> [Given exercise]:
Pick up the piece on sensationalism and traffic-fatality figures after its final line and write what comes next.

> [Reading text]:
A common mouthbreather reading this piece of information will interpret it like this:

OMG, if I catch B, there's 80% chance I'll die.

Or better yet, because people don't really even know what percentage or chance really mean, then:

OMG, I'm dying.

This is mass hysteria in a nutshell. Welcome 2020!

## Trying to make sense out of sensationalism

To keep the emotions at a bearable level, I will discuss a seemingly neutral topic - but the logic applies to pretty much any scenario. Let's say car accidents and fatalities. Let's examine a hypothetical scenario from a hypothetical country:

• In year X, there were 400 traffic-related fatalities.
• In year X+1, there were 548 traffic-related fatalities.

Now, let's say these are facts (fact-check!) - although this cannot be taken for granted either - we will touch on this in a moment.

What happens now is, let's say "media" reports this - you want the information to be newsworthy, ergo interesting, ergo shocking, controversial, appealing to the lowest common denominator of intelligence, passion and righteousness. Therefore, this translates to:

The average low-IQ reader sees this and thinks:

OMG, I'll die on the road, why isn't the government doing something?!

> [Material]:
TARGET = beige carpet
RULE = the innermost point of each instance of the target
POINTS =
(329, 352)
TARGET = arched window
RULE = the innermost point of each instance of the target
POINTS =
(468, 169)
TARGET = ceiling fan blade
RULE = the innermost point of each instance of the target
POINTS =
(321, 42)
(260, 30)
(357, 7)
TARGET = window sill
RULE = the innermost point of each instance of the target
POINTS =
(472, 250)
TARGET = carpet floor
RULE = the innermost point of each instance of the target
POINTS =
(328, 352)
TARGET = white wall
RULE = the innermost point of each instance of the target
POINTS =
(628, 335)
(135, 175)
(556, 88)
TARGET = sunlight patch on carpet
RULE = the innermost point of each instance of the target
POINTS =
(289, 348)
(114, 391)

> [Exercise result]:
The politicians see this too, they figure: let no crisis go to waste, Machiavelli, check, we need to do something! The famous "activity" syndrome, so brilliantly explained in Yes, Prime Minister, the finest political satire (or is it) of all time.

Look at that smug little smile. The dude knew it.

Now, a year passes, we examine the numbers again, and we see a new result. Without even looking at the numbers, the conclusion is:

• The value goes down - This is thanks to the effort of the [favorite party/whatever], kisses, hugs, praise, votes.
• The value goes up - The public hasn't done enough. This is because [not favorite party/whatever], admonishment, rebuke, a call for more activity!

Of course, if you are capable of counting to 42 without getting confused, you probably think this is utter bollocks. But you would be astonished that this is how politics have been done since Ancient Sumer, give or take the context - they didn't have cars back then, just autonomously driven oxen and camels.

## Why absolute numbers and percentages are meaningless

In the example I outlined above, the information presented is 100% worthless. Speaking of percentage, notice that when "media" reports various trends, they will almost always exclusively use percentage 0-100, but multiples above that value (e.g.: x2, x5, x33), again, because the ordinary people think:

ZOMG, like, you can't have more than 100%!

Thus, you are 30% more likely to be X, but 7x rather than 700% more likely to be Y.

Another reason is - if you write 700%, people may think something is 700 times more whatever.

### So what should we do about the numbers?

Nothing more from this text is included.